From the extract below on the 115th Congress, list each individual bill it describes, using the name, number, or description the extract gives it.

_EXTRACT_
* * *

Susan Steinman December 2018

How do you measure a Congress? Not in daylights and sunsets, but in bills. If we measure the 115th U.S. Congress by number of bills, it’s record-breaking. AAJ tracked more than 1,000 bills about tort “reform,” preemption, immunity, and other issues affecting your clients’ rights—at least 250 more bills than the previous Congress.

One bill more. We are extremely grateful for the additional support provided to AAJ Public Affairs through AAJ’s “Hold the Line” campaign to help oppose large, stand-alone tort reform measures in the U.S. House of Representatives. The bills included the “Fairness in Class Action Litigation Act,” which also applied to asbestos and multidistrict litigation; the medical malpractice bill that also applied to nursing homes; and the mandatory Federal Rule of Civil Procedure 11 sanctions bill. These bills quickly passed the House but became stuck in the Senate Judiciary Committee—and by the spring of 2018, the committee was focused instead on judicial nominations, including filling a U.S. Supreme Court vacancy.

The House then focused on other tactics for passing tort reform, such as using smaller, single-issue bills. One bill on Americans with Disabilities Act lawsuits passed the House, but Sen. Tammy Duckworth (D-Ill.), a double amputee from serving in the Iraq War, rallied Democrats to oppose the measure in the Senate.

Another bill drafted to overturn New York’s scaffold law, which protects construction workers, ran into states’ rights concerns after being voted out of committee. The overreach into states’ rights continued into the fall when the House Judiciary Committee considered H.R. 3487, a bill to eliminate complete diversity and replace it with minimal diversity, which would remove thousands of state-based claims to federal court when at least one plaintiff and one defendant are from different states. Several Republican committee members expressed concerns about removing car crash cases to federal court, and the bill stalled.

* * *

_EXERCISE DATA_
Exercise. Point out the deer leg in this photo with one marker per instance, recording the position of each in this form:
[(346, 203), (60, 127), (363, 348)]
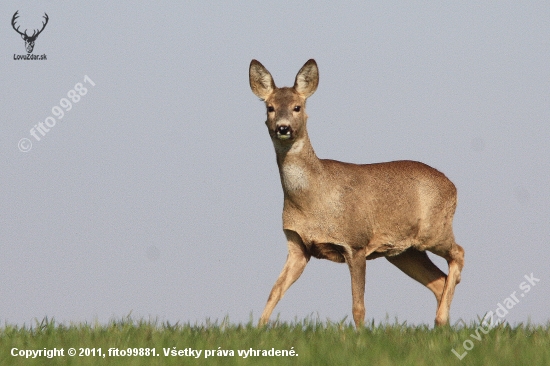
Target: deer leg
[(295, 263), (417, 265), (357, 268), (455, 258)]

* * *

_RESULT OF THE EXERCISE_
- The "Fairness in Class Action Litigation Act," which also applied to asbestos and multidistrict litigation
- The medical malpractice bill that also applied to nursing homes
- The mandatory Federal Rule of Civil Procedure 11 sanctions bill
- The bill on Americans with Disabilities Act lawsuits
- The bill drafted to overturn New York's scaffold law
- H.R. 3487, the bill to eliminate complete diversity and replace it with minimal diversity